### Required work
a - Decide whether each statement agrees with the image classification notes: (i) the network has 8 learned layers, 5 of which are convolutional; (ii) overlapping pooling raised the top-1 and top-5 error rates; (iii) the images were downsampled to 224x224. Answer yes or no for each and quote the words from the notes that settle it.
b - Pick up the image classification notes after their final sentence and carry them forward in the same style.

### Document passage
▬▬▬
Image Classification

Raghav Mecheri
COMSE6998: Advanced Topics in Deep Learning

Papers:

ImageNet Classification with Deep Convolutional Neural Networks by Krizhevsky, et al [AlexNet]
Very Deep Convolutional Networks for Large Scale Image Recognition by Simonyan, et al [VGG]
Going Deeper with Convolutions by Szegedy, et al [GoogLeNet]

ImageNet Classification with Deep Convolutional Neural Networks by Hinton, et al

Introduction & Background

At the time, object recognition was machine learning based, with relatively smaller image datasets (like CIFAR)
This paper came about after the creation of larger, more granular datasets like ImageNet and LabelMe
CNN's were employed in order to learn features from 1000s of types of objects, for millions of images

It's worth noting that CNN's have far fewer connections and parameters to standard NNs, so they are easier to train with only a slightly worse theoretical best performance
This paper proposes an implementation of (for the time) an extremely large CNN, powered by GPU parallelization and a highly optimised version of 2D convolution

Contributions

Trained one of the largest convolutional neural networks to date on the subsets of ImageNet used in the ILSVRC-2010 and ILSVRC-2012 competitions
Achieved the best results on these datasets
Created and released GPU optimised versions of operations like 2D convolutions
Tackled overfitting (created by the size of the network) via several effective techniques

Dataset

ImageNet is a dataset of over 15 million labeled high-resolution images belonging to roughly 22,000 categories

The ILSVRC (ImageNet Large-Scale Visual Recognition Challenge) uses a subset of ImageNet with roughly 1000 images in each of 1000 categories. In all, there are roughly 1.2 million training images, 50,000 validation images, and 150,000 testing images

Results were reported on both the 2010 ILSVRC dataset (which had test labels available) and the 2012 version of the same (test set labels were unavailable)

Preprocessing

ImageNet consists of variable-resolution images, while the CNN requires a constant input dimensionality.
The images were hence downsampled to 256x256. Given a rectangular image, the image was first rescaled such that the shorter side was of length 256, and then the central 256x256 patch was cropped out.

Architecture

8 learned layers, 5 convolutional and 3 fully connected
Based on some of Hinton's prior work, the ReLU function [f(x) = max(0,x)] was adopted as the activation function -- this non-saturating nonlinearity was much faster than saturating non-linearities like tanh and sigmoid. (Ref)

The model was trained on multiple GPUs -- with half the neurons on each GPU. Certain kernel maps only took inputs from their own GPU, while some did across GPUs. This was decided via cross-validation. This scheme reduced top-1 and top-5 error rates by 1.7% and 1.2%, respectively as opposed to training a network of half the size on one GPU.

The authors also mention that ReLUs have the desireable property that they don't require input normalisation to prevent them from saturating. However, it was found that normalisation did indeed reduce top-1 and top-5 error rates by 1.4% and 1.2%. They used a non-trainable layer that square-normalized the pixel values in a feature map within a local neighborhood. The normalisation occured across color channels

Pooling layers in CNNs summarize the outputs of neighboring groups of neurons in the same kernel map. The authors chose to use overlapping pooling, which reduced the top-1 and top-5 error rates by 0.4% and 0.3%, respectively in comparison to the non-overlapping configuration.
▬▬▬
### Data excerpts

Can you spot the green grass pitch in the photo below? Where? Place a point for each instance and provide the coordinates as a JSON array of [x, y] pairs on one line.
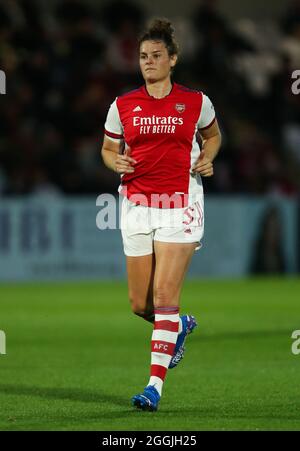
[[76, 355]]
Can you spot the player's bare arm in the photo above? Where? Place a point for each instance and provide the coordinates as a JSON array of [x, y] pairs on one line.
[[211, 145], [114, 160]]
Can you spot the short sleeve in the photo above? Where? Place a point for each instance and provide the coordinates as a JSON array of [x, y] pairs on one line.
[[207, 115], [113, 127]]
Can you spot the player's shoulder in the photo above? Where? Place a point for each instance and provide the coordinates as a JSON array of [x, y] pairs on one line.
[[130, 94], [186, 90]]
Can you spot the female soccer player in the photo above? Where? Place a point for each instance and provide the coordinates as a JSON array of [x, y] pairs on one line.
[[150, 139]]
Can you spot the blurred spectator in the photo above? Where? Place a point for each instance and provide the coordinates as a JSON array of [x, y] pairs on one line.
[[66, 61], [269, 257]]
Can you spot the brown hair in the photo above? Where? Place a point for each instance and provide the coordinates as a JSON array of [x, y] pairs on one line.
[[161, 30]]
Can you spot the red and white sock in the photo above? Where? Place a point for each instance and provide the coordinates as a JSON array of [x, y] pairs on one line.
[[163, 343]]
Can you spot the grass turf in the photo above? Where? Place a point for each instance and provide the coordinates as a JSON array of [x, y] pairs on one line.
[[75, 356]]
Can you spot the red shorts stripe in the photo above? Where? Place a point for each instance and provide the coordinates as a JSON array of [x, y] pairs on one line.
[[162, 347], [166, 311], [158, 371], [166, 325]]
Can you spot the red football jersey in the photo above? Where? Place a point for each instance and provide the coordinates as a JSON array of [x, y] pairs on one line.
[[162, 136]]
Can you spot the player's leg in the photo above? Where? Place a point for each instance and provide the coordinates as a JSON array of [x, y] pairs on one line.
[[140, 272], [172, 261]]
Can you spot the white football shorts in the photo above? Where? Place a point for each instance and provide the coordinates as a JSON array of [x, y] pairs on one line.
[[141, 226]]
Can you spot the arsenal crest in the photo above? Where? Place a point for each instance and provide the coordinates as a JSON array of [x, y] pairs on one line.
[[180, 107]]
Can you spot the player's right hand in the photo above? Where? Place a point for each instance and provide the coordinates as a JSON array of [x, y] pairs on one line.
[[124, 163]]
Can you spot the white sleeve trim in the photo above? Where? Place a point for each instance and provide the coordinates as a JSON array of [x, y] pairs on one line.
[[113, 126], [207, 114]]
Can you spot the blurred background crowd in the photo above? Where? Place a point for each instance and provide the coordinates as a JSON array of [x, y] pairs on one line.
[[66, 61]]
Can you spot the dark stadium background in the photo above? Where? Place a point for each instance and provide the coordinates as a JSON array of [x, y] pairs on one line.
[[65, 62]]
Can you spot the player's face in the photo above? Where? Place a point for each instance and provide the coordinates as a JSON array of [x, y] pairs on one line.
[[155, 62]]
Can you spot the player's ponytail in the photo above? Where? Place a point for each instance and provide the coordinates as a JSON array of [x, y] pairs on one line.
[[161, 30]]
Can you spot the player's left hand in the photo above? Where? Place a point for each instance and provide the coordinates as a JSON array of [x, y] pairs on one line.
[[203, 166]]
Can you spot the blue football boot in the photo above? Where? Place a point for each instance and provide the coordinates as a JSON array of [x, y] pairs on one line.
[[148, 400]]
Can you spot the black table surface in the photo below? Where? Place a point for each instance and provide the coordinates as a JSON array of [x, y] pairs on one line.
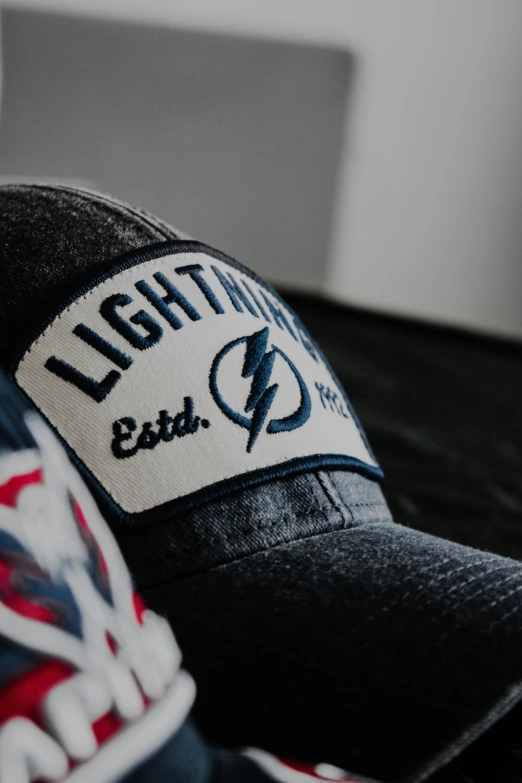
[[443, 411]]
▬▬▬
### Final answers
a -
(i) Yes: "8 learned layers, 5 convolutional and 3 fully connected"
(ii) No: "reduced the top-1 and top-5 error rates by 0.4% and 0.3%, respectively in comparison to the non-overlapping configuration"
(iii) No: "The images were hence downsampled to 256x256."

b -
Overall Architecture

Training

Maximizes the multinomial logistic regression objective, which is equivalent to maximizing the average across training cases of the log-probability of the correct label under the prediction distribution
Trained using stochastic gradient descent with a batch size of 128 examples, momentum of 0.9, and weight decay of 0.0005

Reducing Overfitting

Data Augmentation via the extraction of random 224x224 patches, and their horizontal reflections + altering the intensities of RGB channels (PCA on pixel values, and adding multiples of the principal components. e perform PCA on the set of RGB pixel values throughout the ImageNet training set. To each training image, we add multiples of the found principal components, with magnitues proportional to the corresponding eigenvalues times a random variable drawn from a Gaussian with mean zero and standard deviation 0.1. This scheme approximately captures an important property of natural images, namely, that object identity is invariant to changes in the intensity and color of the illumination. This scheme reduced the top-1 error rate by over 1%.

Dropout, then recently introduced, consists of setting to zero the output of each hidden neuron with probability 0.5. The neurons which are “dropped out” in this way do not contribute to the forward pass and do not participate in back- propagation.
At test time, we use all the neurons but multiply their outputs by 0.5, which is a reasonable approximation to taking the geometric mean of the predictive distributions produced by the exponentially-many dropout networks.

Results

Top-1 test set error of 37.5% on ILSVRC 2010
Top-5 test set error rates of 17.0% on ILSVRC 2010
Results show that a large, deep convolutional neural network is capable of achieving record- breaking results on a highly challenging dataset using purely supervised learning
On the ILSVRC 2012 data, by averaging results over multiple CNNs, the authors were able to report the best performance of all the entries.

Very Deep Convolutional Networks for Large Scale Image Recognition by Simonyan, et al

Introduction & Contributions

The authors investigate the effect of the convolutional network depth on its accuracy in a large-scale image recognition setting.
The primary objective was to improve on the work by Krizhevsky et al. (2012) and achieve better accuracy rates

Their main contribution is a thorough evaluation of networks of increasing depth using an architecture with very small (3 × 3) convolution filters, which shows that a significant improvement on the prior-art configurations can be achieved by pushing the depth to 16–19 weight layers
These findings were the basis of the authors' ImageNet Challenge 2014 submission, where our team secured the first and the second places in the localisation and classification tracks respectively

Their main contribution were ConvNet architectures that not only achieved the state-of-the-art accuracy on ILSVRC classification and localisation tasks, but were also applicable to other image recognition datasets, where the models achieved excellent performance even when used as a part of a relatively simple pipelines (like as feature extractors to SVMs)

Architecture

During training, the input to the ConvNet is a 224x224 image (normalised by subtracting the mean per pixel)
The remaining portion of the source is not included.